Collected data
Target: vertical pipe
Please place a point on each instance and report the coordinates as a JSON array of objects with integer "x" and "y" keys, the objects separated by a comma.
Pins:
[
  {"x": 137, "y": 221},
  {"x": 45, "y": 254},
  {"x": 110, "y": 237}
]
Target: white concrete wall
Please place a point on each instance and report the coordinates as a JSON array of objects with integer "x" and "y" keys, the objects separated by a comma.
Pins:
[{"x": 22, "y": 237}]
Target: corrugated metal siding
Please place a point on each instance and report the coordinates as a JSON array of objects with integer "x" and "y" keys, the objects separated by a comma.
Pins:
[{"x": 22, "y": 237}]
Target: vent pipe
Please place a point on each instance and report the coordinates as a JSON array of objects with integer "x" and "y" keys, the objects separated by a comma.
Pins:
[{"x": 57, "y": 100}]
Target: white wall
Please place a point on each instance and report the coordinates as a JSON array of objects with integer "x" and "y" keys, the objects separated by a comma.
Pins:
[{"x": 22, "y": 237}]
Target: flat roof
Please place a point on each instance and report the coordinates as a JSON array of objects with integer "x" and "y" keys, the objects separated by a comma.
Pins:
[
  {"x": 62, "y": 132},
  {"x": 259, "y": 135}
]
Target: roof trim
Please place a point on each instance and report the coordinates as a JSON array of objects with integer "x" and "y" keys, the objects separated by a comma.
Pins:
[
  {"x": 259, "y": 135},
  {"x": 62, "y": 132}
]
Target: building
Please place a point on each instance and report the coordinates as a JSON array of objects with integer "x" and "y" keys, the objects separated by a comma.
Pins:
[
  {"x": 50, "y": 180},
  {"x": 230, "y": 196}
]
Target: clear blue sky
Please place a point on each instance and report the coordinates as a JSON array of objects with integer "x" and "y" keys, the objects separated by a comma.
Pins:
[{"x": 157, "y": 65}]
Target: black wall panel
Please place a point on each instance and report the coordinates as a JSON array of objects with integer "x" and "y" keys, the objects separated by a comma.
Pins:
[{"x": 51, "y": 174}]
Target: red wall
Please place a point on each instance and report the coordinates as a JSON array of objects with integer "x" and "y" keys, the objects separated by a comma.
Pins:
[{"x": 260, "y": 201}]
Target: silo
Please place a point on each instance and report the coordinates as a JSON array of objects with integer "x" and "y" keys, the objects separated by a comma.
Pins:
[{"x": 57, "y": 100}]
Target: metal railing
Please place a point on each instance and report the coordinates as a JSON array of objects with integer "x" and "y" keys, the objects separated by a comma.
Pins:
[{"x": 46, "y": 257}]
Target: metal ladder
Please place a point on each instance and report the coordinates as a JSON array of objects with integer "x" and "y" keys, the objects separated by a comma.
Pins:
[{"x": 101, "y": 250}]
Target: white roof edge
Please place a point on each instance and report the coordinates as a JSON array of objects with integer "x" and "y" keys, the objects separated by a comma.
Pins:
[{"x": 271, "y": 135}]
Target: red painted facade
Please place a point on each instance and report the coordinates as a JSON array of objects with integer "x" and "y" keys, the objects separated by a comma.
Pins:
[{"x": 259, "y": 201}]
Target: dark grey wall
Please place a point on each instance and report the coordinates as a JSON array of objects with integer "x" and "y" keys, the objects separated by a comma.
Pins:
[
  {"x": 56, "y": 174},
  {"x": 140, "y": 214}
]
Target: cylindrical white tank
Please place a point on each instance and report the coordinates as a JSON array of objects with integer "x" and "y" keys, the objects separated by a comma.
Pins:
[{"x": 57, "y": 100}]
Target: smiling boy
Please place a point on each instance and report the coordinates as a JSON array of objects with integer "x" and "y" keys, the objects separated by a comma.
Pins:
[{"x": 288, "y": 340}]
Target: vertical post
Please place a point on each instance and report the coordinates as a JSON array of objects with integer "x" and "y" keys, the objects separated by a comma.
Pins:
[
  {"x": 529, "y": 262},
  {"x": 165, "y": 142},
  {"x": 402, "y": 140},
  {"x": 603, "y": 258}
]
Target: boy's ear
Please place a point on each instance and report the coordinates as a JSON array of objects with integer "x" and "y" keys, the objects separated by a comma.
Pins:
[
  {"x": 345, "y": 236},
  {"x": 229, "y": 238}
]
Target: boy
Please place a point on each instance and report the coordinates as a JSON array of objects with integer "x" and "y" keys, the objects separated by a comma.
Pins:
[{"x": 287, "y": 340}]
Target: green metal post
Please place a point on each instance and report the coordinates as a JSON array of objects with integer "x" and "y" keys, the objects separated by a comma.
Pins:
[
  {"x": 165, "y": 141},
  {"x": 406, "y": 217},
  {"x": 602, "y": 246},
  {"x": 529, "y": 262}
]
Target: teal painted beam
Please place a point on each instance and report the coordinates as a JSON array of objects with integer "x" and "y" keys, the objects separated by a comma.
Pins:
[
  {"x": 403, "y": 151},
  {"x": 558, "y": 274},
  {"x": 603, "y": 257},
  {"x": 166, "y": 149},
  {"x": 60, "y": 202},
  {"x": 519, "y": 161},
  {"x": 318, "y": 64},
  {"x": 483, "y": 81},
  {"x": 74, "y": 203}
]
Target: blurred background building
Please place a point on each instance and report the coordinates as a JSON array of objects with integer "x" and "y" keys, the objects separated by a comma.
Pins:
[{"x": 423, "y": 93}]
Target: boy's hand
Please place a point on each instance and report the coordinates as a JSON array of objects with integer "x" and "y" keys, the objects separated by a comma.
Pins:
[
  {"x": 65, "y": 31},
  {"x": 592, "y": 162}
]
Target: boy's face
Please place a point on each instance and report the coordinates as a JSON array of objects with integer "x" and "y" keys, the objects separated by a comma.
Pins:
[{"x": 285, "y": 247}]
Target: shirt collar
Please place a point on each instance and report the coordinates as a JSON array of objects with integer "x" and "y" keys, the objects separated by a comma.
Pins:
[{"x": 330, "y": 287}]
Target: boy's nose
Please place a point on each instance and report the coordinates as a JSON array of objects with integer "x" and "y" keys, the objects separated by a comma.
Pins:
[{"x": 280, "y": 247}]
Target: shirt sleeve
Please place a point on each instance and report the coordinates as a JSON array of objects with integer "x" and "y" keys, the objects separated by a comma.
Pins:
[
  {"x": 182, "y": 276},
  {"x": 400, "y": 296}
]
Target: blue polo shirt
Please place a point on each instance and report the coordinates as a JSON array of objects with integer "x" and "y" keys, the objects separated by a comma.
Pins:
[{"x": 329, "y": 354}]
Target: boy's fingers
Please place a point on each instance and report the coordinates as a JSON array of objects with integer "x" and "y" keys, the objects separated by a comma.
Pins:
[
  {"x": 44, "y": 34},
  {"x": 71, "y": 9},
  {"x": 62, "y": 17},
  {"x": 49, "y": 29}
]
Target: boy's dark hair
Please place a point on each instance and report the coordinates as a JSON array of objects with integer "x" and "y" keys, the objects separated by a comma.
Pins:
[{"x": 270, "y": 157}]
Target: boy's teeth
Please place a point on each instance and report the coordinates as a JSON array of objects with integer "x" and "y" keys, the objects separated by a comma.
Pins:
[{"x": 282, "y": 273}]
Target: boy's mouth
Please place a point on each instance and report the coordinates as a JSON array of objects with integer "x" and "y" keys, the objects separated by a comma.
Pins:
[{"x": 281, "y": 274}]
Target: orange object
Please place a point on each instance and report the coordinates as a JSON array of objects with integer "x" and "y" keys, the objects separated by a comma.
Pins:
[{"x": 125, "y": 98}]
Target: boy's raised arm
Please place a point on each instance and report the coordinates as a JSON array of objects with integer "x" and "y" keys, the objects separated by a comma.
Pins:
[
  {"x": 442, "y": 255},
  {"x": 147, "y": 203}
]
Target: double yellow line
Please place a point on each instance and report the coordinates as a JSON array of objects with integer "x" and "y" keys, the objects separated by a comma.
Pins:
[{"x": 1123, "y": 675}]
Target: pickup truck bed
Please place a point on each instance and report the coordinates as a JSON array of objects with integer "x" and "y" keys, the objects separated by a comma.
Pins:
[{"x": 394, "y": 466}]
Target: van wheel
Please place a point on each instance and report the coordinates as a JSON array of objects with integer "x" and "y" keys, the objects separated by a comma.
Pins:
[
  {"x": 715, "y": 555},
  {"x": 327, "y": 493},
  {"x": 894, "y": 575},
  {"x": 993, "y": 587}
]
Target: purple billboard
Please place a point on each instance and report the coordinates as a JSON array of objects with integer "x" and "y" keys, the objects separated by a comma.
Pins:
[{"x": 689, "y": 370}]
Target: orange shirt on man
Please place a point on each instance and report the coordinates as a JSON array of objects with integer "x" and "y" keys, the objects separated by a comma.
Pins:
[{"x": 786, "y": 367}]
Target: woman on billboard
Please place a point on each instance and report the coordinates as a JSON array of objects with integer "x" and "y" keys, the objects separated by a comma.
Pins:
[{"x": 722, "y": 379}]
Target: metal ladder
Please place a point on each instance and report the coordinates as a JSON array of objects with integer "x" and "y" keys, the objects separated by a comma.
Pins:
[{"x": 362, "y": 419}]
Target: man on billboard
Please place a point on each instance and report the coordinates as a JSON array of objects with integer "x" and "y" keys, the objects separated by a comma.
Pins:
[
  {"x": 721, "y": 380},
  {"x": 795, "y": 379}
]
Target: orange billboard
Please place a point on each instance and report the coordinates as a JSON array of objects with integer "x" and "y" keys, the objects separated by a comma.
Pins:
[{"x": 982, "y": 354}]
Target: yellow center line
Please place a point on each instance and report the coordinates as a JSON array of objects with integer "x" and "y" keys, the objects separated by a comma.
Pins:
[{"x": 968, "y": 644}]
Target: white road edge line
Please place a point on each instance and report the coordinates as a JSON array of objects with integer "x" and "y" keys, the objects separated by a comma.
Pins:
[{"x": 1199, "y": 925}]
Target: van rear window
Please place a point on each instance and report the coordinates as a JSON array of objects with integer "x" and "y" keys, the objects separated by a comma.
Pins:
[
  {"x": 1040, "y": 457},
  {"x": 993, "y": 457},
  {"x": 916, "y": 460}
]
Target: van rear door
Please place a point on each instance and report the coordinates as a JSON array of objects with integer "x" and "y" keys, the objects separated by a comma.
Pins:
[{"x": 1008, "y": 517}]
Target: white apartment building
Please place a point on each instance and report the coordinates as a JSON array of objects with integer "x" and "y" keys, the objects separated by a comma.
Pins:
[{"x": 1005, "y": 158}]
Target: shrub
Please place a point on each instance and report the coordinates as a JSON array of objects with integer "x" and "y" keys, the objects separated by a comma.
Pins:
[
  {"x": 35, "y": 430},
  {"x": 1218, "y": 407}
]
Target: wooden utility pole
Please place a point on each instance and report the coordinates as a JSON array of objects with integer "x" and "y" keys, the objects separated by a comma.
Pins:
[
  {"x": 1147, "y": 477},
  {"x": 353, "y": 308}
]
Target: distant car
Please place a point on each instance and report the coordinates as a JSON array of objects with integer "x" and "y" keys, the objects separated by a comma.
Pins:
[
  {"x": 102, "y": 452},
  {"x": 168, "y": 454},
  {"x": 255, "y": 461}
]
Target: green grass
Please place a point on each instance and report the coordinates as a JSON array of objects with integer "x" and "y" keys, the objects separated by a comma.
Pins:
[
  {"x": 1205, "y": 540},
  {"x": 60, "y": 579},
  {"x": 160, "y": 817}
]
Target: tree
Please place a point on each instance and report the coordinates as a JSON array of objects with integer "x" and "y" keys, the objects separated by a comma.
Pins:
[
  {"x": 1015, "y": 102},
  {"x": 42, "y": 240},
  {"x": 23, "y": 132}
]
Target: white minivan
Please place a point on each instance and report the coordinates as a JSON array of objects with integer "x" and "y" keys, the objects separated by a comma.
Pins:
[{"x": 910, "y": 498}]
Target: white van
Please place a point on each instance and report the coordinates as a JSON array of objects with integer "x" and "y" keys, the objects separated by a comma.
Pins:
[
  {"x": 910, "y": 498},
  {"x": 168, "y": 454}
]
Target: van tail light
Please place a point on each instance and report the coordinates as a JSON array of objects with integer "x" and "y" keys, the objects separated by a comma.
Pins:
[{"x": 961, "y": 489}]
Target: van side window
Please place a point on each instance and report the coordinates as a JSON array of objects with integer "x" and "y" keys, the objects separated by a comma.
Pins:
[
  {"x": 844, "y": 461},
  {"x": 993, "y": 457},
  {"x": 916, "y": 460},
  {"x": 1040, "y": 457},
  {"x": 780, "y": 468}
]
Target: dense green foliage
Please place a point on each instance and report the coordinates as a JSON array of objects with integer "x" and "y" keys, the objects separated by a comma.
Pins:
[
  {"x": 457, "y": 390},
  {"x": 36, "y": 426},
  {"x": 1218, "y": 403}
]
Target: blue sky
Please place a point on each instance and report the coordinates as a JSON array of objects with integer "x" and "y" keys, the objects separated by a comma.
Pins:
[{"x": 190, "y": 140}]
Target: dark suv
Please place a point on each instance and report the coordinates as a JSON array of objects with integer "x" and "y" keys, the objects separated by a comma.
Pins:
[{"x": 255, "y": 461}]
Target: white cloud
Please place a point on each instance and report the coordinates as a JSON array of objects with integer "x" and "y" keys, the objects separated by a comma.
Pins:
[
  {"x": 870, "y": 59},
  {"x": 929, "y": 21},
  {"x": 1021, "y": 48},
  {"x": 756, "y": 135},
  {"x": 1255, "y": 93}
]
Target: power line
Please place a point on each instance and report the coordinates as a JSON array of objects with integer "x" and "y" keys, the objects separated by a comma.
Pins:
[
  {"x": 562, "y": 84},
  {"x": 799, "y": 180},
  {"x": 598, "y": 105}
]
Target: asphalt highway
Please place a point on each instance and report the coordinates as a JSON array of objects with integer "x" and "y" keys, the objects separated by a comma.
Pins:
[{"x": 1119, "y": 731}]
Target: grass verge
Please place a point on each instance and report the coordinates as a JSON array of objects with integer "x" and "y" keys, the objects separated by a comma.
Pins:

*Instruction:* The line containing "Target: van side window" and every line after it, through the end of the records, should be repeated exactly and alone.

*Written response:*
Target: van side window
Please place a point on each instance and report the coordinates as a JSON array of objects with integer "x" and "y" keys, the objects separated by a comma.
Pins:
[
  {"x": 844, "y": 461},
  {"x": 993, "y": 457},
  {"x": 916, "y": 460},
  {"x": 1040, "y": 457},
  {"x": 780, "y": 468}
]
Target: dense green foliage
Please place a point on each instance and report the coordinates as a JSON array of objects with integer "x" and "y" keys, the objects separated by a comma.
Pins:
[
  {"x": 457, "y": 390},
  {"x": 36, "y": 426},
  {"x": 1218, "y": 403}
]
Target: blue sky
Please place a point on each instance and report the coordinates as a JSON array of objects with integer "x" and "y" keys, the objects separated by a comma.
Pins:
[{"x": 190, "y": 140}]
Target: dark suv
Please place a point on each instance and report the coordinates as a JSON array of objects with integer "x" and "y" keys, the objects separated by a comma.
Pins:
[{"x": 255, "y": 461}]
Target: white cloud
Please place a point on each instance and report the coordinates as a JSON array of objects with integer "x" and "y" keys, the objects separated by a comma.
Pins:
[
  {"x": 870, "y": 59},
  {"x": 929, "y": 21},
  {"x": 1021, "y": 48},
  {"x": 756, "y": 135},
  {"x": 1255, "y": 93}
]
Target: power line
Please place a point on each instance and report the coordinates as a JSON array of objects with integer "x" and "y" keys, the objects separated by a comma.
Pins:
[
  {"x": 562, "y": 84},
  {"x": 799, "y": 180},
  {"x": 598, "y": 105}
]
Target: asphalt highway
Please place a point on each instance and report the coordinates as a JSON array of objects with integer "x" and "y" keys, the objects separated by a comma.
Pins:
[{"x": 1119, "y": 731}]
Target: grass verge
Please place a point on each instance and report the coordinates as a JSON array of objects with integer "x" and "y" keys, the objects separated by a comma.
Pins:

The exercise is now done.